_MATERIAL SUPPLIED_
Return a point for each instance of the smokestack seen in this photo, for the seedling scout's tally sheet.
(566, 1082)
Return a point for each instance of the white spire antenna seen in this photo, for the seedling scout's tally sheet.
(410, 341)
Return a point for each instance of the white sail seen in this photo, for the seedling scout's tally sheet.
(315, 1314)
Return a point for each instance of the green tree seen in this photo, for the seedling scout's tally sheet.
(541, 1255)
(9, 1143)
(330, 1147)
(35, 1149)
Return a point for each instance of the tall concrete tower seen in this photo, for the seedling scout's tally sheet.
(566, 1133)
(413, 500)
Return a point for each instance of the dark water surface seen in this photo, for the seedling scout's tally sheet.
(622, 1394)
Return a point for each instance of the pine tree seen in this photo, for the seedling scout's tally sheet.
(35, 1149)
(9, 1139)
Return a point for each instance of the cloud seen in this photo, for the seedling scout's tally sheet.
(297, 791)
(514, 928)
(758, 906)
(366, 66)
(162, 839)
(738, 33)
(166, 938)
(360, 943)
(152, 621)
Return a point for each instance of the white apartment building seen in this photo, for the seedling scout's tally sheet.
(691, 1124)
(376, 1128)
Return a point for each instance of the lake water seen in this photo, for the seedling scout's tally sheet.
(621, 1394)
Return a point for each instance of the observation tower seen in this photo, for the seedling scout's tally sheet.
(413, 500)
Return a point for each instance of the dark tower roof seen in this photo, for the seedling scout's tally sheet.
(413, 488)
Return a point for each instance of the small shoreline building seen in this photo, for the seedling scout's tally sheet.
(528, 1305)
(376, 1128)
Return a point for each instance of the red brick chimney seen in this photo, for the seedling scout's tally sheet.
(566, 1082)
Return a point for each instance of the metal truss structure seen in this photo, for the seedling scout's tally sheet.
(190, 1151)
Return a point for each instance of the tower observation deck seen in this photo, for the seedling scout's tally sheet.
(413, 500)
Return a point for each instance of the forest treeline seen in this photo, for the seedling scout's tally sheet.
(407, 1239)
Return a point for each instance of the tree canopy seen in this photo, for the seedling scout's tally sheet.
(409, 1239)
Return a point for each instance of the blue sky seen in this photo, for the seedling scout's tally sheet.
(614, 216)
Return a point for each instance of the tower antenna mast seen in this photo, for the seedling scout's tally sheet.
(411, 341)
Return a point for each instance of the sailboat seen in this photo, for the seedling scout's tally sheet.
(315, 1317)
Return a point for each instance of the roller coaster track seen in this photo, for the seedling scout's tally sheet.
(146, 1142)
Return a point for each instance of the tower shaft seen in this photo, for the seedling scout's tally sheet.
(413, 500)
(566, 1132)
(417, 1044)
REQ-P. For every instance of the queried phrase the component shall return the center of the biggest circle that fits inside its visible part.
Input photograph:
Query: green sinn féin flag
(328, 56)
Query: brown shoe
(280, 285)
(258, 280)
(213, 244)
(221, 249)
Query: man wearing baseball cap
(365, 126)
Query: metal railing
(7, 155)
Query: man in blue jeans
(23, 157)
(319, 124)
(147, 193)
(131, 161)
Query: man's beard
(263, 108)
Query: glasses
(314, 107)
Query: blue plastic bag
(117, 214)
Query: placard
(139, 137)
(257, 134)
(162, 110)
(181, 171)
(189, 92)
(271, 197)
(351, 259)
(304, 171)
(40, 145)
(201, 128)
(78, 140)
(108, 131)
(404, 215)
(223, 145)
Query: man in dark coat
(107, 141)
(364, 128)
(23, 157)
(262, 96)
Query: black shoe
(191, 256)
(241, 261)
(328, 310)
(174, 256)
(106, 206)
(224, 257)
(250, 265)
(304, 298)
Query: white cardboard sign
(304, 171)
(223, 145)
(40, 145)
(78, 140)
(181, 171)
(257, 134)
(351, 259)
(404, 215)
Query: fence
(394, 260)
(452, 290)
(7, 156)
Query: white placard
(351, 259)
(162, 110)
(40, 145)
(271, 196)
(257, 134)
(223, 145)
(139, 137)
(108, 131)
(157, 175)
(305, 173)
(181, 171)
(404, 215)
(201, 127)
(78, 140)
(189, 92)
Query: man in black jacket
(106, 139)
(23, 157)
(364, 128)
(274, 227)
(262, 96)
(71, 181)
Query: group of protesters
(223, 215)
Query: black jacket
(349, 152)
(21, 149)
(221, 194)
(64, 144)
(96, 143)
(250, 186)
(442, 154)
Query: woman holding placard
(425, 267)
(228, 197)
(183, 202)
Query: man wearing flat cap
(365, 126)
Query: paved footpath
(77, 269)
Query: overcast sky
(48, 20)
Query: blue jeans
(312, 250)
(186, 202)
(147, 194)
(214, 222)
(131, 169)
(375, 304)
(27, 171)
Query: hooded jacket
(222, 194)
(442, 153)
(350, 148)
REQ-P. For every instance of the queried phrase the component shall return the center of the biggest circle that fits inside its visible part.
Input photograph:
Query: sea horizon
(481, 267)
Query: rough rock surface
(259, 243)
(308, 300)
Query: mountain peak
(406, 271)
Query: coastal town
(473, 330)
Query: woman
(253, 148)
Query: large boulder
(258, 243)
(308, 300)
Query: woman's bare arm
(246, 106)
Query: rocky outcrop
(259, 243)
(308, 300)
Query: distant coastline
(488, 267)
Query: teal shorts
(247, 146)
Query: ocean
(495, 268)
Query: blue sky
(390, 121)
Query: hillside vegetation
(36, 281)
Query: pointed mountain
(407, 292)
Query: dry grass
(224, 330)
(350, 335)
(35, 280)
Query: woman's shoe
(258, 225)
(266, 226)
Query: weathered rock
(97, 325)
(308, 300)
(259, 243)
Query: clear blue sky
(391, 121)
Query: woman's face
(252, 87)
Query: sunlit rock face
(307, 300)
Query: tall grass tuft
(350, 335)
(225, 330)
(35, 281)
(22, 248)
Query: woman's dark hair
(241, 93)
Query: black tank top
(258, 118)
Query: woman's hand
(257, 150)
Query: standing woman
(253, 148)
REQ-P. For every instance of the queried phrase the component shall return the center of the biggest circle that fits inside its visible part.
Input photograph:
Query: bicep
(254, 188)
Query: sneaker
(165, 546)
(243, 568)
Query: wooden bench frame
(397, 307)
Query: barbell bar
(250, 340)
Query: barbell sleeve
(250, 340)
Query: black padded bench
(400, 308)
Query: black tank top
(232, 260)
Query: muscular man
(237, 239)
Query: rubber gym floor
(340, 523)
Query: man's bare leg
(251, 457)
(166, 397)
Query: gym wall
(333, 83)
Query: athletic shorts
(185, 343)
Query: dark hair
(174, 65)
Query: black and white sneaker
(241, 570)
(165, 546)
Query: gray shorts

_WHAT NEEDS TO BE DONE_
Repeat all of the records verbatim, leaving nothing out.

_WRITTEN SOLUTION_
Return a point for each instance of the smokestack seen in this photo, for the seedling scout's tally sheet.
(566, 1082)
Return a point for each instance of the white spire antenna seen in this photo, for the seedling scout's tally sheet.
(410, 341)
Return a point for each instance of the white sail seen in this photo, for the seedling scout's tally sheet.
(315, 1314)
Return a point for each instance of the green tree seen in this photo, for the seedling scout's tally sheet.
(541, 1255)
(9, 1143)
(330, 1147)
(35, 1149)
Return a point for each instance of the tall concrete tower seen in this photo, for the seedling scout's tally sheet.
(566, 1133)
(413, 500)
Return a point for each instance of the dark water surface seen in this photo, for the seedling scout's tally sheet.
(622, 1394)
Return a point for each instance of the pine tree seen in this photo, for the seedling scout's tally sheet.
(35, 1149)
(9, 1139)
Return a point for each instance of the cloud seen in this photo, for the seedling scout's tally sheet.
(297, 791)
(514, 928)
(758, 906)
(366, 66)
(162, 839)
(738, 33)
(166, 938)
(360, 943)
(152, 621)
Return a point for each instance of the white apartment building seen in this photo, for the seedling scout's tally sheet.
(691, 1124)
(376, 1128)
Return a point for each instance of the lake water seen in this photo, for the seedling scout's tally sheet.
(621, 1394)
Return a point for each instance of the observation tower seen in this photo, for the seedling scout's tally sheet.
(413, 500)
Return a point for each instance of the dark tower roof seen in this photo, for the seedling scout's tally sheet.
(413, 488)
Return a point for each instance of the small shoreline building seen in this photo, for the seedling scout's tally sheet.
(528, 1305)
(376, 1128)
Return a point for each instance of the red brick chimney seen in this photo, for the seedling scout's tally sheet.
(566, 1082)
Return a point for each instance of the metal truss structure seen in this photo, for the seedling scout's tally sheet.
(190, 1151)
Return a point for each instance of the tower observation deck seen in this photo, for the seedling scout's tally sheet.
(413, 500)
Return a point for each instance of the forest treeline seen in this photo, for the seedling scout's tally sheet.
(407, 1239)
Return a point for each instance of the tree canopy seen in this photo, for the seedling scout's tally sheet.
(409, 1239)
Return a point for each instance of the blue sky seen in this photo, for the seedling scout's tally sheet.
(614, 216)
Return a point for each instance of the tower antenna mast seen in this photo, for the seedling scout's tally sheet.
(411, 341)
Return a point for each instance of the sailboat seen in this photo, for the seedling scout's tally sheet.
(315, 1317)
Return a point for each instance of the roller coaster track seen in this photo, for the seedling scout's tally sheet.
(146, 1142)
Return a point for each instance of the tower shaft seen in this photo, for the seedling scout's tally sheet.
(413, 500)
(566, 1132)
(417, 1044)
REQ-P. For every instance of the queried phrase the component shall return the center of the biggest circle that fits inside its visible part.
Input photograph:
Query: green sinn féin flag
(328, 56)
Query: brown shoe
(280, 285)
(258, 280)
(213, 244)
(221, 249)
Query: man wearing baseball cap
(365, 126)
Query: metal railing
(7, 155)
Query: man in blue jeans
(23, 157)
(319, 124)
(147, 193)
(131, 161)
Query: man's beard
(263, 108)
Query: glasses
(314, 107)
Query: blue plastic bag
(117, 214)
Query: placard
(139, 137)
(257, 134)
(162, 110)
(181, 171)
(189, 92)
(271, 197)
(351, 259)
(304, 171)
(40, 145)
(201, 128)
(78, 140)
(108, 131)
(404, 215)
(223, 145)
Query: man in dark coat
(107, 141)
(364, 128)
(23, 157)
(262, 96)
Query: black shoe
(191, 256)
(241, 261)
(328, 310)
(174, 256)
(106, 206)
(224, 257)
(250, 265)
(304, 298)
Query: white cardboard sign
(304, 171)
(223, 145)
(40, 145)
(78, 140)
(181, 171)
(257, 134)
(351, 259)
(404, 215)
Query: fence
(394, 260)
(452, 290)
(7, 156)
Query: white placard
(351, 259)
(162, 110)
(40, 145)
(271, 196)
(257, 134)
(223, 145)
(139, 137)
(108, 131)
(157, 175)
(305, 173)
(181, 171)
(404, 215)
(201, 127)
(78, 140)
(189, 92)
Query: man in black jacket
(106, 139)
(23, 157)
(364, 128)
(274, 227)
(262, 96)
(71, 181)
Query: group of protesters
(223, 215)
Query: black jacket
(349, 152)
(21, 149)
(221, 194)
(64, 144)
(96, 143)
(250, 186)
(442, 154)
Query: woman holding placard
(425, 267)
(228, 197)
(183, 202)
Query: man wearing flat cap
(365, 126)
Query: paved footpath
(77, 269)
Query: overcast sky
(48, 20)
Query: blue jeans
(312, 250)
(186, 202)
(147, 194)
(214, 222)
(131, 169)
(375, 304)
(27, 171)
Query: hooded jacket
(222, 194)
(442, 153)
(350, 148)
REQ-P. For every instance of the queried phrase the component shall return the center of the biggest circle that fits inside its visible part.
Input photograph:
Query: sea horizon
(481, 267)
Query: rough rock surface
(259, 243)
(308, 300)
Query: mountain peak
(406, 271)
Query: coastal town
(473, 330)
Query: woman
(253, 148)
Query: large boulder
(258, 243)
(308, 300)
Query: woman's bare arm
(246, 106)
Query: rocky outcrop
(259, 243)
(308, 300)
Query: distant coastline
(488, 267)
Query: teal shorts
(247, 146)
Query: ocean
(495, 268)
Query: blue sky
(390, 121)
Query: hillside vegetation
(36, 281)
Query: pointed mountain
(407, 292)
Query: dry grass
(224, 330)
(350, 335)
(35, 280)
Query: woman's shoe
(258, 225)
(266, 226)
Query: weathered rock
(97, 325)
(308, 300)
(259, 243)
Query: clear blue sky
(391, 121)
Query: woman's face
(252, 87)
Query: sunlit rock face
(307, 300)
Query: tall grass tuft
(350, 335)
(225, 330)
(35, 281)
(22, 248)
Query: woman's dark hair
(241, 93)
Query: black tank top
(258, 118)
Query: woman's hand
(257, 150)
Query: standing woman
(253, 148)
REQ-P. For every instance of the queried phrase the component shall return the center of the biggest circle that fits inside its visible part.
Input photograph:
Query: bicep
(254, 188)
Query: sneaker
(165, 546)
(243, 568)
Query: wooden bench frame
(397, 307)
Query: barbell bar
(250, 340)
Query: barbell sleeve
(250, 340)
Query: black padded bench
(400, 308)
Query: black tank top
(232, 260)
Query: muscular man
(237, 239)
Query: rubber gym floor
(340, 523)
Query: man's bare leg
(251, 457)
(166, 397)
Query: gym wall
(333, 83)
Query: athletic shorts
(185, 343)
Query: dark hair
(174, 65)
Query: black and white sneaker
(241, 570)
(165, 546)
Query: gray shorts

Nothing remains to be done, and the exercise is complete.